Copy the material word for word, starting at its first line and stopping after the line that contains "column 85, row 429". Leave the pictures out.
— BEGIN Material for the task —
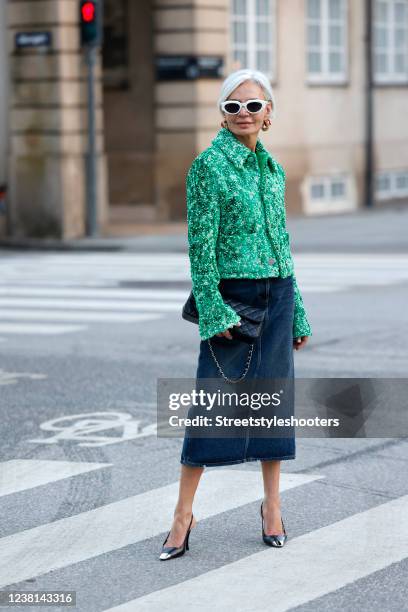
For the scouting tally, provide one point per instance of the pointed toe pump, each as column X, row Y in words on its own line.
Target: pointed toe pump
column 171, row 552
column 274, row 540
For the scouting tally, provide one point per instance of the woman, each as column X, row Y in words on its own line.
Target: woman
column 239, row 246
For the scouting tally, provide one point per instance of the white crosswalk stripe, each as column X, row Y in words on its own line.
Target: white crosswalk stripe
column 317, row 563
column 22, row 474
column 346, row 550
column 64, row 293
column 110, row 527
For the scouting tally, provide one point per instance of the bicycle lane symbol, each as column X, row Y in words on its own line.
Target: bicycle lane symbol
column 85, row 429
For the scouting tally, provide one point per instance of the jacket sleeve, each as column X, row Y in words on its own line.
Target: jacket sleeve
column 301, row 325
column 203, row 218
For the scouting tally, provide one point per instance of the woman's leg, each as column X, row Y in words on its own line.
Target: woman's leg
column 189, row 479
column 271, row 503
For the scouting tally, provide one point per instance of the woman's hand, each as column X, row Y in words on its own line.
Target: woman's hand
column 299, row 342
column 226, row 333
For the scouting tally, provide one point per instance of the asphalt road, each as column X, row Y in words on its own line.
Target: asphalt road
column 87, row 489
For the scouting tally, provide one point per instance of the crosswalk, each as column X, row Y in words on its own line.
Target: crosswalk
column 316, row 563
column 64, row 293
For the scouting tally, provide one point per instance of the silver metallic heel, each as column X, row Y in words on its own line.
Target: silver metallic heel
column 274, row 540
column 171, row 552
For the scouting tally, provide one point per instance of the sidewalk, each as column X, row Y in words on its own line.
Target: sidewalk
column 382, row 229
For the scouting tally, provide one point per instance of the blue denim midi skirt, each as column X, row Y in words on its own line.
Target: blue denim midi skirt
column 272, row 357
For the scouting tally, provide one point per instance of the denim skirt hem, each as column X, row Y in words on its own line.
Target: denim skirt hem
column 234, row 461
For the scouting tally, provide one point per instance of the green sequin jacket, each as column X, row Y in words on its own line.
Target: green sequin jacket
column 236, row 227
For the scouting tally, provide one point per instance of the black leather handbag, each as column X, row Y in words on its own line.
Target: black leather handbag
column 249, row 330
column 251, row 318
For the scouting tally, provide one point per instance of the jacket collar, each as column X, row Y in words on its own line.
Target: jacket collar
column 237, row 152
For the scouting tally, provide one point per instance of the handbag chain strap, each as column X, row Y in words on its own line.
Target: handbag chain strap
column 248, row 362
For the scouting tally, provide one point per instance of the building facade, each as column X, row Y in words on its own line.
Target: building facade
column 159, row 74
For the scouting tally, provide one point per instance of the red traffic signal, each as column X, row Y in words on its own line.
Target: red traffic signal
column 88, row 11
column 91, row 23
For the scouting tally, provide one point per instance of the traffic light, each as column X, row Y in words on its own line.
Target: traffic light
column 91, row 22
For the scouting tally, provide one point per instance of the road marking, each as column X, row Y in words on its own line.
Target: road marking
column 87, row 429
column 115, row 293
column 41, row 329
column 308, row 567
column 22, row 474
column 70, row 540
column 46, row 315
column 118, row 305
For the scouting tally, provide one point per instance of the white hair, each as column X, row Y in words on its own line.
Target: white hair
column 235, row 79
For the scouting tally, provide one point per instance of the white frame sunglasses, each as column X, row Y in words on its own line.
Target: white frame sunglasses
column 263, row 103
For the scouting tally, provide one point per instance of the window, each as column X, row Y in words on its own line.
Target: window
column 328, row 188
column 326, row 41
column 390, row 44
column 330, row 193
column 392, row 184
column 115, row 48
column 253, row 35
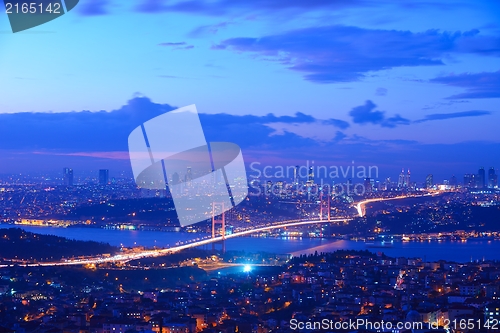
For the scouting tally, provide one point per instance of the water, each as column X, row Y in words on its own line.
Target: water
column 433, row 250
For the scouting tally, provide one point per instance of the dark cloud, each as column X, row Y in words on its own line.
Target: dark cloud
column 444, row 116
column 177, row 45
column 93, row 7
column 366, row 114
column 108, row 131
column 205, row 30
column 342, row 53
column 94, row 140
column 172, row 44
column 478, row 85
column 336, row 122
column 395, row 121
column 222, row 7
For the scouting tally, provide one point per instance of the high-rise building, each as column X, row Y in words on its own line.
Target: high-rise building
column 68, row 177
column 429, row 181
column 481, row 177
column 368, row 185
column 469, row 180
column 492, row 178
column 103, row 176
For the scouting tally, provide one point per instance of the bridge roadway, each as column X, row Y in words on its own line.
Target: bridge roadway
column 360, row 207
column 160, row 252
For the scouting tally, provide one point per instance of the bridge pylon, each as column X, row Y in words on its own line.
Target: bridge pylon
column 223, row 225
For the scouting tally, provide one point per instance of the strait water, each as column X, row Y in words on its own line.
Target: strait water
column 459, row 251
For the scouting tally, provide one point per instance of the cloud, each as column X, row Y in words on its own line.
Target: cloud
column 95, row 140
column 444, row 116
column 338, row 53
column 93, row 7
column 212, row 29
column 366, row 114
column 478, row 85
column 103, row 131
column 395, row 121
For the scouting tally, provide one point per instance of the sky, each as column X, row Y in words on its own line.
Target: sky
column 413, row 84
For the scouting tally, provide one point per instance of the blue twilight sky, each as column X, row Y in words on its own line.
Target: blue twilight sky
column 413, row 84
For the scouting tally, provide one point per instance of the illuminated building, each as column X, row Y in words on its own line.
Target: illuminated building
column 469, row 180
column 481, row 177
column 401, row 179
column 492, row 178
column 429, row 181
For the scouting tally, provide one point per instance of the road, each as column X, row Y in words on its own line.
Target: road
column 160, row 252
column 360, row 206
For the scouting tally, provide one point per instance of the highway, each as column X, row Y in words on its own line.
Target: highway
column 160, row 252
column 360, row 206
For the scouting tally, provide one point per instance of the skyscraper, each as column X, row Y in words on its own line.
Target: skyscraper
column 68, row 177
column 368, row 185
column 481, row 177
column 492, row 178
column 469, row 180
column 429, row 181
column 103, row 176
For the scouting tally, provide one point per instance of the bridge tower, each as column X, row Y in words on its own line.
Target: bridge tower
column 223, row 225
column 321, row 209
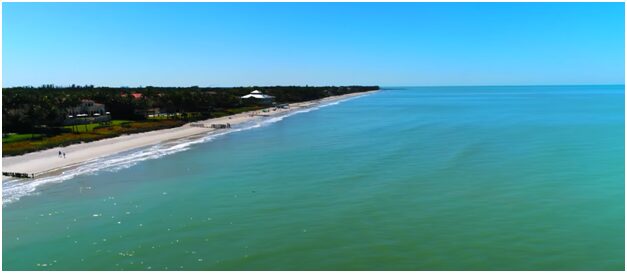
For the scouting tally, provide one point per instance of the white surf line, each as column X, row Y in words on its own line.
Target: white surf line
column 13, row 189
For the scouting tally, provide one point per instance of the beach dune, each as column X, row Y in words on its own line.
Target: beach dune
column 46, row 161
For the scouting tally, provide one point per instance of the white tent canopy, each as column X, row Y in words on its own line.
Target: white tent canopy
column 257, row 95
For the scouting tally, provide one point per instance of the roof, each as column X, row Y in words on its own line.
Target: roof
column 257, row 96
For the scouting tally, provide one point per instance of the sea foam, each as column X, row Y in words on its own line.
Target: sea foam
column 13, row 188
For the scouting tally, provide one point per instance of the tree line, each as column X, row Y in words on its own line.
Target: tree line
column 25, row 109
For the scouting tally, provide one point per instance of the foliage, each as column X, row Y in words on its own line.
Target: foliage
column 27, row 109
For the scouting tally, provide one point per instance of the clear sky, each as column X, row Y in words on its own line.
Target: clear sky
column 242, row 44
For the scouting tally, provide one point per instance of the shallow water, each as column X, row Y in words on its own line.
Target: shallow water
column 446, row 178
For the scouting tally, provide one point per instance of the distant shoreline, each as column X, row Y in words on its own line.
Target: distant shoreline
column 47, row 161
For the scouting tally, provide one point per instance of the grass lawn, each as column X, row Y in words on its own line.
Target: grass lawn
column 94, row 132
column 19, row 137
column 84, row 128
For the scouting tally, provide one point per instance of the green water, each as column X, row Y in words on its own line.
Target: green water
column 456, row 178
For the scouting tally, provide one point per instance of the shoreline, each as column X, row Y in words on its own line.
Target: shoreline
column 47, row 161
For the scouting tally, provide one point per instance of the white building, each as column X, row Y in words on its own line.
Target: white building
column 257, row 95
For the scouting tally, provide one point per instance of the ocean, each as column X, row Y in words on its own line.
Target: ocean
column 411, row 178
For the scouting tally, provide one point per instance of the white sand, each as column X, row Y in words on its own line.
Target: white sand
column 48, row 160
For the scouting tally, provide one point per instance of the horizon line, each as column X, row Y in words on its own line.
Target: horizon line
column 306, row 85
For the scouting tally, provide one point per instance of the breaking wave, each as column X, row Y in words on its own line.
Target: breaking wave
column 13, row 189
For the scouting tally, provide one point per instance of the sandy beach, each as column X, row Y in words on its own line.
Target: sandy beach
column 42, row 162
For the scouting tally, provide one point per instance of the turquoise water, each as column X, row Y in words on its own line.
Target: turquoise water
column 447, row 178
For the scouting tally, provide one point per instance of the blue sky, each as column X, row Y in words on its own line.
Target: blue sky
column 241, row 44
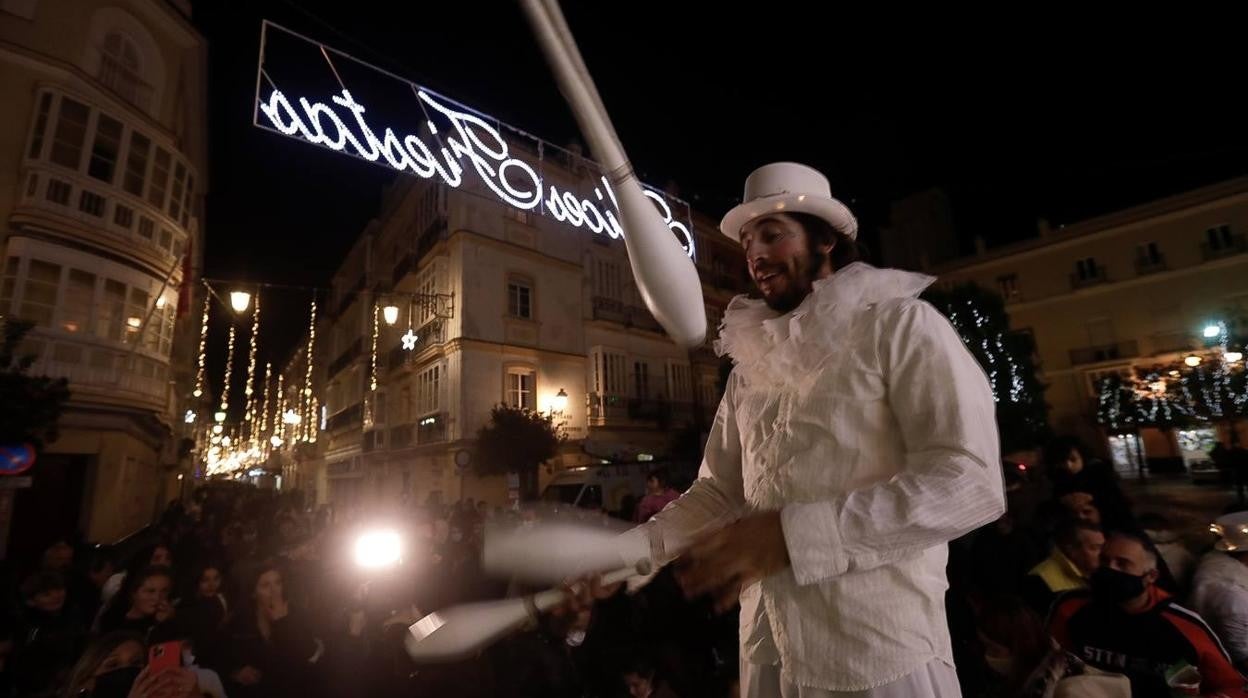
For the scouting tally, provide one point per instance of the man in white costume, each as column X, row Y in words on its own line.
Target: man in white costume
column 855, row 438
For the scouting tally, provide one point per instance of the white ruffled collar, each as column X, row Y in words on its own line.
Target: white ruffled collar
— END Material for the task —
Answer =
For the scouting tally, provide one point per instance of the pointed toe pump, each as column X, row Y in words on its own line.
Target: pointed toe pump
column 171, row 552
column 274, row 540
For the scouting tally, provide one point per instance of the woman, each as column X, row Y in words on its own line.
Target: woman
column 239, row 246
For the scouting tally, provide one point per instance of the white crosswalk stripe, each as column X, row Y in words on its own line.
Target: white crosswalk stripe
column 317, row 563
column 22, row 474
column 346, row 550
column 64, row 293
column 110, row 527
For the scouting tally, provide one point per instance of the bicycle lane symbol, each as column X, row Y in words on its own line.
Target: bicycle lane symbol
column 85, row 429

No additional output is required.